*ДАННЫЙ ОТРЫВОК*.
---------------
Интерес великих литературоведов к достаточно проходной фигуре понятен. Во-первых, Андрей Тургенев — фигура незатасканная. Во-вторых, биографические и эпистолярные бумаги «обычного человека» позволяют проникнуть в эпистему (свод представлений) пограничной эпохи перехода от классицизма к романтизму, проходящей, как показывает Зорин, по жизни конкретной личности. Тургеневу было просто нести груз обстоятельств (влюблен в младшую сестру, обещанную его старшему брату, хотя жениться заставляют на средней), когда они легко ложились на готовые литературные образцы. Из того же Гёте или же из Руссо, Шиллера или Стерна (ну или же Карамзина, чьи произведения создали матрицу восприятия просвещенному обществу рубежа столетий). Гибель Тургенева, считает А. Зорин, связана с тем, что наступали новые времена, а текстов, подсказывающих, как себя вести, еще не было.

Судьба и дневник Андрея Тургенева возникают лишь во второй половине этой остроумной книги, за название которой автор благодарит Льва Рубинштейна. В первых главах А. Зорин объясняет, что такое «эмоциональная история» и почему ее так интересно изучать: все наши эмоции и реакции на них живут в культуре и вызваны членством в «эмоциональных сообществах», а также матрицами, которые культура вырабатывает с помощью искусства. Дальше А. Зорин массу страниц посвящает источникам, влиявшим на мироощущение своего героя. Здесь и русский придворный театр, и книги Карамзина, адаптировавшего к русским осинам особенности западного мировосприятия. Главным действующим лицом оказывается сама императрица, сочинением пьес боровшаяся с тайными обществами и пытавшаяся воспитывать самостоятельно мыслящих, «внутренне ориентированных» людей.
---------------
*ИСХОДНЫЕ ДАННЫЕ*.

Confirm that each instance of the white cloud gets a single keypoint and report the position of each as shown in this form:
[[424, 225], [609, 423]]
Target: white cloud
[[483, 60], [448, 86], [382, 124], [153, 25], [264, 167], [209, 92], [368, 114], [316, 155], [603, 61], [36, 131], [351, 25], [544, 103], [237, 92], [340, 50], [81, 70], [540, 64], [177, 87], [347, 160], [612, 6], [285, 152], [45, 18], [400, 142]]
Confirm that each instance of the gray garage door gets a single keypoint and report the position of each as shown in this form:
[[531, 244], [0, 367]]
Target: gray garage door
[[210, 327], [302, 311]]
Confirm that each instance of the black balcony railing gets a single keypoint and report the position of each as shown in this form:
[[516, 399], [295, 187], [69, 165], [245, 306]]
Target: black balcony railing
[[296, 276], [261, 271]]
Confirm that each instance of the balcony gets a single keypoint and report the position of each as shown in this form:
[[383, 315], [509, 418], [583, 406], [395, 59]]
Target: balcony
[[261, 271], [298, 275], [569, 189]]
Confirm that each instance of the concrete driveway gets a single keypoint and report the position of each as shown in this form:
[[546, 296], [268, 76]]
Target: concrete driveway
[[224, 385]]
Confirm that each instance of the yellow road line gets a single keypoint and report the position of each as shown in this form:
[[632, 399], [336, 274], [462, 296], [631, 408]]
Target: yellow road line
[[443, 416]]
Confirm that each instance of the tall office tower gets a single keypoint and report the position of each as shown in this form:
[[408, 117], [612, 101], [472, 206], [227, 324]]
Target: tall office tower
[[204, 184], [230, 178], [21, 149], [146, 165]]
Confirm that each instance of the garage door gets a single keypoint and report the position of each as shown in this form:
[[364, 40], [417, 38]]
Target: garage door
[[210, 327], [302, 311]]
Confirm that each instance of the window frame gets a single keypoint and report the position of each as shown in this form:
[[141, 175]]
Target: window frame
---------------
*ЧТО СДЕЛАТЬ*.
1/ В кого, согласно отрывку, был влюблен Андрей Тургенев?
2/ Продублируйте строки без единого изменения: с самой первой строки до строки с «Target: white cloud» включительно.
Отрывок и строки между собой никак не связаны.

*ГОТОВЫЕ РЕШЕНИЯ*.
1/ В младшую сестру, обещанную его старшему брату.

2/
Confirm that each instance of the white cloud gets a single keypoint and report the position of each as shown in this form:
[[424, 225], [609, 423]]
Target: white cloud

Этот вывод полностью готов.